------ Material for the task ------
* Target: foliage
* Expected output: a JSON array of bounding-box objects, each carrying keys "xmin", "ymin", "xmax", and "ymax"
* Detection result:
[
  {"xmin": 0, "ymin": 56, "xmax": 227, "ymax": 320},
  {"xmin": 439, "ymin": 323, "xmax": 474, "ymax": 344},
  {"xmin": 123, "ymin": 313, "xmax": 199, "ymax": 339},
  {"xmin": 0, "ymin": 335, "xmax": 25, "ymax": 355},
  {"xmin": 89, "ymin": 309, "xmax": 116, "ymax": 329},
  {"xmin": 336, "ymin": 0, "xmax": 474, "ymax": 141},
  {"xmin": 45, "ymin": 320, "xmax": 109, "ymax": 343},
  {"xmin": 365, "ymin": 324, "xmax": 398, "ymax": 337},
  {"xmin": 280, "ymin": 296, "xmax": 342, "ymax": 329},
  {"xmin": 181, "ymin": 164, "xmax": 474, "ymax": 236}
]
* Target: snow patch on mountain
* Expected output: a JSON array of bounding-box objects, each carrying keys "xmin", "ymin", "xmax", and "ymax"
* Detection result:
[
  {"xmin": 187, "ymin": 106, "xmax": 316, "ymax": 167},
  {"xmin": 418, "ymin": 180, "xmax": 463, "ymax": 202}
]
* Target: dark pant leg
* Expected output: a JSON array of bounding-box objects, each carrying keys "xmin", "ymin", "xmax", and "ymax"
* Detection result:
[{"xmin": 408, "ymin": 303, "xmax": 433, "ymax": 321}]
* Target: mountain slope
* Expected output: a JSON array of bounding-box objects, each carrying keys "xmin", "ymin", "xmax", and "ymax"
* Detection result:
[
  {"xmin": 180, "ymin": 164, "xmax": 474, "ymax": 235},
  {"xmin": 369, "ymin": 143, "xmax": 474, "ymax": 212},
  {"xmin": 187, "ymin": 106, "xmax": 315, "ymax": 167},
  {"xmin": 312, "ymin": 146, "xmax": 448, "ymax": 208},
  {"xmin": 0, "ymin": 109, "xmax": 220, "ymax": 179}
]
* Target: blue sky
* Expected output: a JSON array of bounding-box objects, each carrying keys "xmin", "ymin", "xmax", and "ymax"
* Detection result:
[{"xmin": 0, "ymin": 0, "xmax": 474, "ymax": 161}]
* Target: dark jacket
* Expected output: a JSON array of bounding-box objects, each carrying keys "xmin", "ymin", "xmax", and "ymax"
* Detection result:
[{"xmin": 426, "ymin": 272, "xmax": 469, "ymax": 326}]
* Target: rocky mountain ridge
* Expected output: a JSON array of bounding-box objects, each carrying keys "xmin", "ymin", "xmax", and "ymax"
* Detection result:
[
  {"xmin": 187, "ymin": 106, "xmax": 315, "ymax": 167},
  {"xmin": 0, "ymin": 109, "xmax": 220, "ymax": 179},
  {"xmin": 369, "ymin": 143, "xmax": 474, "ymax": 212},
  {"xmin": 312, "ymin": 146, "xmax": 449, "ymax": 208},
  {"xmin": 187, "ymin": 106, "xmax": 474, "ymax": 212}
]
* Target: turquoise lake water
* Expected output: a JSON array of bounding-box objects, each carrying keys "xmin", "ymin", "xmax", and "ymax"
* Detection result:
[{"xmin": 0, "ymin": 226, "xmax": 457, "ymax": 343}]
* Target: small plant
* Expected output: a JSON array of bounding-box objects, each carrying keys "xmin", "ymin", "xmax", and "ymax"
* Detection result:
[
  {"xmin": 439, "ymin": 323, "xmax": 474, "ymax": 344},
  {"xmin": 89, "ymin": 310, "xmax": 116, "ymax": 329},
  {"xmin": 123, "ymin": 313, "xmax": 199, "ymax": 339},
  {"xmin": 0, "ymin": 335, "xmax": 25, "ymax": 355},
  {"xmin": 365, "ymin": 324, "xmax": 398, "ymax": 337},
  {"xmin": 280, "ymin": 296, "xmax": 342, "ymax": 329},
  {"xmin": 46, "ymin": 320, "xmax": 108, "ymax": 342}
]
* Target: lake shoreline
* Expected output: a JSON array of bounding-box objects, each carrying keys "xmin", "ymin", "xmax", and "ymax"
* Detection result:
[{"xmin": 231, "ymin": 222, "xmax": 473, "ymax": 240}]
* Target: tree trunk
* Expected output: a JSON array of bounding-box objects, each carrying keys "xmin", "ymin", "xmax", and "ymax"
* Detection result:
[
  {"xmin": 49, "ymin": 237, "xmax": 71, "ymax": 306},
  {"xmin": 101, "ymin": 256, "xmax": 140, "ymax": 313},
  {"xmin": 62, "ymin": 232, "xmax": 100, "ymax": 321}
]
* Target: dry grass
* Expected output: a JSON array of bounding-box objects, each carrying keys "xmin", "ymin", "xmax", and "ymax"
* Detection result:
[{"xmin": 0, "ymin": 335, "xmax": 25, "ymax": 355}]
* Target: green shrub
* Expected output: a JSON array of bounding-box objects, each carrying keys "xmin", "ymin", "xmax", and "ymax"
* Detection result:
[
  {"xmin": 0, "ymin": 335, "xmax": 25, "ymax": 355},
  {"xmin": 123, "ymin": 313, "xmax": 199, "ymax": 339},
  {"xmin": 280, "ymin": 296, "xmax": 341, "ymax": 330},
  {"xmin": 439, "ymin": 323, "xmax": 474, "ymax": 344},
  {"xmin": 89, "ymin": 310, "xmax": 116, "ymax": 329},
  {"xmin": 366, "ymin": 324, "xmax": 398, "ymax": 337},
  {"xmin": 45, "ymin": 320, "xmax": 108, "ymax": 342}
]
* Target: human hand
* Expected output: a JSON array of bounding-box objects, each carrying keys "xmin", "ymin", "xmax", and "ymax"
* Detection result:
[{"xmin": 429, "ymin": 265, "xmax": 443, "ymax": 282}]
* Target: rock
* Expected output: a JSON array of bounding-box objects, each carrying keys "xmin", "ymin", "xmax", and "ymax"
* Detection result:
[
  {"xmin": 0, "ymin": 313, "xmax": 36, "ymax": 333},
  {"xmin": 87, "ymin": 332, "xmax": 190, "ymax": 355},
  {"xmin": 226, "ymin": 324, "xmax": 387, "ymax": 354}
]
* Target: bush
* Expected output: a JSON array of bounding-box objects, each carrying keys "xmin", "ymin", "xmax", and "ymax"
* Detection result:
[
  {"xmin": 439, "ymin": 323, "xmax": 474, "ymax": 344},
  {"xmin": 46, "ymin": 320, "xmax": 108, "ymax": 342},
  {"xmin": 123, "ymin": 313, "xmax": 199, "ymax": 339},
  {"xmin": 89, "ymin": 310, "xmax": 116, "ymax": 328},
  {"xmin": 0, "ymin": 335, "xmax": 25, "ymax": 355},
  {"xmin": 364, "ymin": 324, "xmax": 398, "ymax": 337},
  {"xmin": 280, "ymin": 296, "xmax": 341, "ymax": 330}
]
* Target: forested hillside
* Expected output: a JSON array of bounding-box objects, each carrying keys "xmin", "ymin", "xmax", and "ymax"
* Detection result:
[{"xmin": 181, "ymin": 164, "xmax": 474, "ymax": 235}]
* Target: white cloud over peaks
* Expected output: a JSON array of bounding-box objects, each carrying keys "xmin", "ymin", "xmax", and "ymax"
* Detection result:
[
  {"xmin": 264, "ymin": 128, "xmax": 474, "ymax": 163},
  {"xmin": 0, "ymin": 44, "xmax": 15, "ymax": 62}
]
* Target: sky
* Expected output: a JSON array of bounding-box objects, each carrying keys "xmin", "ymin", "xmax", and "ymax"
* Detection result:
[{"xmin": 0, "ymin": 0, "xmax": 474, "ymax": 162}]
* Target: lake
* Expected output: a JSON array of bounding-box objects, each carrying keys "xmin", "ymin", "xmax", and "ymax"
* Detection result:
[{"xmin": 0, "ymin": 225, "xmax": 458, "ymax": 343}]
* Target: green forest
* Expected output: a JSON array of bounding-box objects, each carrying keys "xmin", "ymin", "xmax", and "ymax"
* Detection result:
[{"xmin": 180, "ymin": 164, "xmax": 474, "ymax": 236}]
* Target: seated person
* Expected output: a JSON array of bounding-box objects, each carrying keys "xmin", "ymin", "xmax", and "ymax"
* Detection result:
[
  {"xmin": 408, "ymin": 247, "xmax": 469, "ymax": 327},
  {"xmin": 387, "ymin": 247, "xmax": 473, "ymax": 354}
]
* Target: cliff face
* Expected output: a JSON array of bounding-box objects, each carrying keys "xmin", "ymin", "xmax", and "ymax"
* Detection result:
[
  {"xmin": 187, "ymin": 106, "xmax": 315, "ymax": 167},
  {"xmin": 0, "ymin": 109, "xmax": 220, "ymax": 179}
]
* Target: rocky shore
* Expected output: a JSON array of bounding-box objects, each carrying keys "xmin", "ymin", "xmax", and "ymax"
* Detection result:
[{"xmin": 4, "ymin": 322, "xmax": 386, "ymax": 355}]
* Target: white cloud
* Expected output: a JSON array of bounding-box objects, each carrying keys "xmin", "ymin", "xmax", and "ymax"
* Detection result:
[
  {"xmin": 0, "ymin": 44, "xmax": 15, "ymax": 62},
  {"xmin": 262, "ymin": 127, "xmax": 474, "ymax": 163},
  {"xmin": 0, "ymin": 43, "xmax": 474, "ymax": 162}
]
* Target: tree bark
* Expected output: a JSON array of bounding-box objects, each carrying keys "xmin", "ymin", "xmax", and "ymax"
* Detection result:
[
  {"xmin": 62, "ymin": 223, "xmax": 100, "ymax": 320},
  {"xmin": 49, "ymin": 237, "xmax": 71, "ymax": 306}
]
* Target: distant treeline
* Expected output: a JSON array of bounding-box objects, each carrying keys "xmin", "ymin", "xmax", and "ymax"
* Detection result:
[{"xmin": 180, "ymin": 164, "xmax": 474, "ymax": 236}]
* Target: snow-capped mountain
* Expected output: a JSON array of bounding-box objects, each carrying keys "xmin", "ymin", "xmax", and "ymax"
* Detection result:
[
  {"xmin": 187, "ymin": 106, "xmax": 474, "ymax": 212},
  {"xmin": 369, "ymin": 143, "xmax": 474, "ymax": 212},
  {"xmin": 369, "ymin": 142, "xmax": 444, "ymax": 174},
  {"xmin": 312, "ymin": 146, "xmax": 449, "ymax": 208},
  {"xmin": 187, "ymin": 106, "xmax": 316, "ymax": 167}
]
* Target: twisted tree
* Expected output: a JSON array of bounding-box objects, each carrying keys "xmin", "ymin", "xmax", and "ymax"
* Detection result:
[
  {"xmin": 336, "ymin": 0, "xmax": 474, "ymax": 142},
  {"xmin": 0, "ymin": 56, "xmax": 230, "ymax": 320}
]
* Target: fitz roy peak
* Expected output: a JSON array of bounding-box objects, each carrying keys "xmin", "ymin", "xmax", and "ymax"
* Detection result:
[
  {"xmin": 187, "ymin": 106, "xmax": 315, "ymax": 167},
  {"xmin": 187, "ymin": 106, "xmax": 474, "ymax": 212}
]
------
The problem: Rewrite the items from the line with "fitz roy peak" up to and including the last line of the items, swapping "Detection result" for "Predicted boxes" and leaving everything else unchanged. Give only those lines.

Final answer:
* Target: fitz roy peak
* Expected output: a JSON array of bounding-box objects, each carrying keys "xmin", "ymin", "xmax", and "ymax"
* Predicted boxes:
[
  {"xmin": 187, "ymin": 106, "xmax": 315, "ymax": 167},
  {"xmin": 187, "ymin": 106, "xmax": 474, "ymax": 212}
]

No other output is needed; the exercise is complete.